───── Excerpt provided

AOT allows someone to be ordered by a court into community mental health treatment. This primarily helps those with the severest forms of schizophrenia or bipolar disorder, often people who are so sick they cannot make a rational treatment decision or even recognize their own illness.

Studies show this law saves lives, reduces hospitalizations, reduces arrests and improves quality of life for the small population it helps. The legislation is full of safeguards against it ever being applied to any but the most dire of situations.

New Mexico's departments of Human Services and Health, along with the rest of the state's Behavioral Health Collaborative, recently heard from panels of state and national experts on AOT. After nine hours of talking, the conclusion for some seemed to be that we need to talk some more.

Now, we should be clear. These laws are proven to work. Kendra's Law has been considered at length already and made it to the House floor where it passed 62-0. With time running out, it even made it through the Senate committee process and to the majority floor leader's desk, where it died at the end of the session.

But time is the one thing lacking for people whom Kendra's Law would help — about 75 of New Mexico's sickest citizens, some homeless, some living wherever they can, need treatment today.

Since Kendra's Law stalled last session, we have been working with stakeholders from the behavioral health community to help them see past the misinformation and hear their suggestions to further improve the bill.

──────────

The task -
According to the passage on Kendra's Law, what was the vote when the bill passed the House floor? The items that come next have nothing to do with the passage on Kendra's Law.

───── Records provided

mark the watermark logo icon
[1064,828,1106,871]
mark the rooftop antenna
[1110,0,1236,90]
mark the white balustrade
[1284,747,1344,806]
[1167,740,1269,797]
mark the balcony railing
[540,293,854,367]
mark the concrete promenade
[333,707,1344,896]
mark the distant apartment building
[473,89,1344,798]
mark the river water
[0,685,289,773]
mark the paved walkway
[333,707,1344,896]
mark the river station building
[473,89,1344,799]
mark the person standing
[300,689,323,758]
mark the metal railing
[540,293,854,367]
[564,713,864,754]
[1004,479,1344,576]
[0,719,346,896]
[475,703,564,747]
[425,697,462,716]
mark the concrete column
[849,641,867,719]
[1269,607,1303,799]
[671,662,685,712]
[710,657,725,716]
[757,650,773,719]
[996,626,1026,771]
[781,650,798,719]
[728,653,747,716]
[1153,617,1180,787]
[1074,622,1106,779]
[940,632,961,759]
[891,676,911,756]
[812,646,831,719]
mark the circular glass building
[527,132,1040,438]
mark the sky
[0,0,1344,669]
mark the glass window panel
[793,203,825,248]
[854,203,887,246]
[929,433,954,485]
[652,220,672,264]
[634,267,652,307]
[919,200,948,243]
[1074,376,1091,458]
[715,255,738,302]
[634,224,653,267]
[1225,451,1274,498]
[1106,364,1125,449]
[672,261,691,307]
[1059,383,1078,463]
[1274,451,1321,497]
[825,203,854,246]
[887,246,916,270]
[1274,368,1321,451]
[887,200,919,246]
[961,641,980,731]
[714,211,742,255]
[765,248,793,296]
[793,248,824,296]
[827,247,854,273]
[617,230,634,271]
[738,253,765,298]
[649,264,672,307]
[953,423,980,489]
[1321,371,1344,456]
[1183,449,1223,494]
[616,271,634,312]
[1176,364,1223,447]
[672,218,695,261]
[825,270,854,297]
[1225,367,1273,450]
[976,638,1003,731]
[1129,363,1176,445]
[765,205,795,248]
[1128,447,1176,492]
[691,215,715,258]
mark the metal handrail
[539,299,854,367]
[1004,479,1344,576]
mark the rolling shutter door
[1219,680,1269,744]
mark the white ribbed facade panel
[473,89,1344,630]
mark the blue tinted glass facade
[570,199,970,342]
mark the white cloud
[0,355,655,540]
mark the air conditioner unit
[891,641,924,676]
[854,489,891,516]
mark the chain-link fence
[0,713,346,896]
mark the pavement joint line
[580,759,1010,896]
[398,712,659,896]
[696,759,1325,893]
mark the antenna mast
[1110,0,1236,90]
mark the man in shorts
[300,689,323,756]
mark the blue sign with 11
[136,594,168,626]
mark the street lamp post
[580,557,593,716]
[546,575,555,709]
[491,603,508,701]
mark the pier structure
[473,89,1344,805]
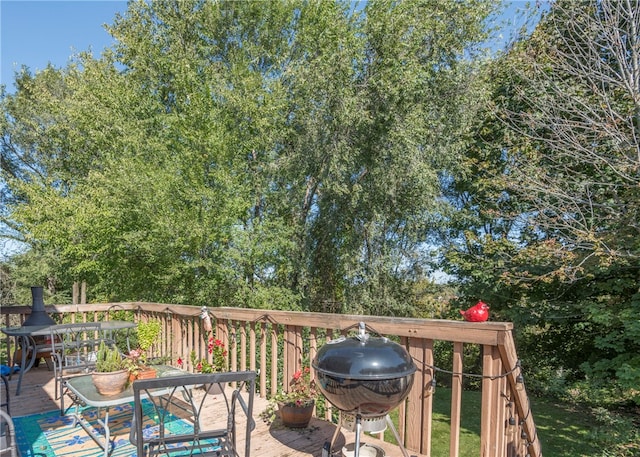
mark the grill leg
[386,414,409,457]
[353,414,362,457]
[329,413,342,455]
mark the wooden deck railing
[0,302,542,457]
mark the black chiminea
[22,287,55,327]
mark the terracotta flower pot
[278,401,315,428]
[91,369,129,395]
[129,367,158,382]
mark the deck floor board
[2,363,421,457]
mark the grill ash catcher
[311,322,417,457]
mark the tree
[2,0,494,314]
[442,0,640,401]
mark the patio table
[67,365,192,457]
[0,321,136,395]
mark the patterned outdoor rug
[13,403,212,457]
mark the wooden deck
[2,363,422,457]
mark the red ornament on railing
[460,301,489,322]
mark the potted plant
[91,341,129,395]
[176,335,227,394]
[125,320,162,381]
[262,367,320,428]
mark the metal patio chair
[130,371,257,457]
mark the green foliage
[96,341,127,373]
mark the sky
[0,0,540,93]
[0,0,127,92]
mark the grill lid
[22,286,55,327]
[312,323,417,381]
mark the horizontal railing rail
[0,302,542,457]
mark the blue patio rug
[13,403,220,457]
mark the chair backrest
[131,371,257,457]
[49,322,107,372]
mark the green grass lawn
[378,387,640,457]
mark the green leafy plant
[125,320,162,375]
[260,367,321,423]
[136,320,162,363]
[96,341,128,373]
[177,336,227,373]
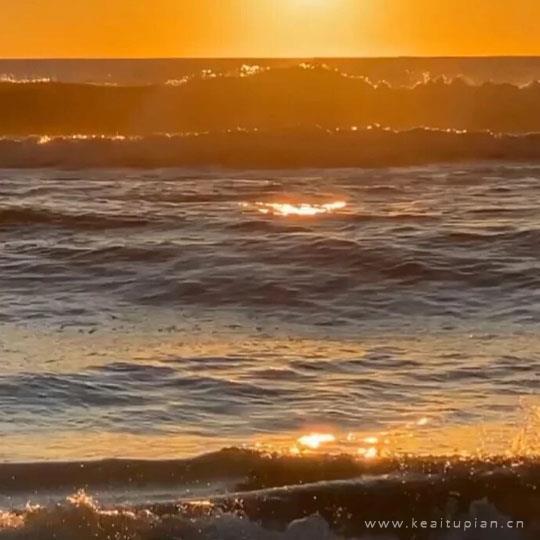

──────────

Output for this exercise -
It passed 62-0.